Items contained in a dataset:
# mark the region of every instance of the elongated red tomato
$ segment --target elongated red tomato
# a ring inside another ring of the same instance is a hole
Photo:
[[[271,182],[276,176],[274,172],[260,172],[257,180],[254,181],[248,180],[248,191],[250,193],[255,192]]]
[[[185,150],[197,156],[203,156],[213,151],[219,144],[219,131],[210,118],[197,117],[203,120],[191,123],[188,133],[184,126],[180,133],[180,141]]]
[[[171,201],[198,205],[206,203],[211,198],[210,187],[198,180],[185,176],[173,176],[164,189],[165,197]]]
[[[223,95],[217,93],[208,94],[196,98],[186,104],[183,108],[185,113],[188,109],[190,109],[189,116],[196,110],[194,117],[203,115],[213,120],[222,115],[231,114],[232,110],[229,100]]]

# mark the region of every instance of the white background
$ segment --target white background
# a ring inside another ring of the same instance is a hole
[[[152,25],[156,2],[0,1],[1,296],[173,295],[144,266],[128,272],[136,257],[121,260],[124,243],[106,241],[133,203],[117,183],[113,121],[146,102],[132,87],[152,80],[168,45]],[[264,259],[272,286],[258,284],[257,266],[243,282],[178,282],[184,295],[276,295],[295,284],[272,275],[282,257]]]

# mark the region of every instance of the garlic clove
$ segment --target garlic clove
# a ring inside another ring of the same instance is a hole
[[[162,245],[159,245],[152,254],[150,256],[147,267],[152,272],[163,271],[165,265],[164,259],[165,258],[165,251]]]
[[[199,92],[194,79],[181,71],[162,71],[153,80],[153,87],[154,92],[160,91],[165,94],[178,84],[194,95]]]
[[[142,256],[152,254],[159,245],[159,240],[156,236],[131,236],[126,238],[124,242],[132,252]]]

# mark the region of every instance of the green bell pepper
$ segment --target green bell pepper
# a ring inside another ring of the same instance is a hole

Stated task: Rewrite the items above as a numbered list with one line per number, and skip any blank lines.

Worked answer:
1. # mark the region of every instance of the elongated red tomato
2. $ segment --target elongated red tomato
3. # a ring inside another ring of the same instance is a hole
4. Photo:
5. [[[271,182],[276,176],[274,172],[260,172],[257,180],[254,181],[248,180],[248,191],[250,193],[255,192]]]
6. [[[185,150],[197,156],[203,156],[213,151],[219,144],[219,131],[210,118],[197,117],[203,120],[191,123],[188,133],[184,126],[180,133],[180,141]]]
7. [[[171,201],[198,205],[206,203],[211,198],[210,187],[198,180],[185,176],[173,176],[164,189],[165,197]]]
8. [[[223,95],[217,93],[208,94],[196,98],[186,104],[183,108],[185,113],[188,109],[190,109],[189,116],[196,110],[194,117],[203,115],[213,120],[222,115],[231,114],[232,110],[229,100]]]
9. # mark the region of every instance of the white background
10. $ segment --target white background
11. # a ring inside another ring of the same instance is a hole
12. [[[152,25],[156,2],[0,1],[1,296],[173,295],[144,266],[128,272],[136,257],[121,260],[124,243],[106,241],[133,203],[117,183],[113,121],[146,102],[132,87],[152,80],[168,45]],[[264,259],[272,286],[258,284],[257,266],[243,282],[178,282],[184,295],[276,295],[295,284],[272,275],[282,257]]]
13. # mark the region of every instance of the garlic clove
14. $ segment --target garlic clove
15. # a ring inside another ring of the same instance is a hole
16. [[[162,245],[159,245],[152,254],[150,256],[147,267],[152,272],[163,271],[165,265],[164,259],[165,258],[165,251]]]
17. [[[199,92],[194,79],[181,71],[162,71],[153,80],[153,87],[154,92],[160,91],[165,94],[178,84],[194,95]]]
18. [[[142,256],[152,254],[159,245],[159,240],[156,236],[131,236],[126,238],[124,242],[132,252]]]
19. # mark the region of every instance of the green bell pepper
20. $ segment --target green bell pepper
21. # a ring inside another ring of the same instance is a hole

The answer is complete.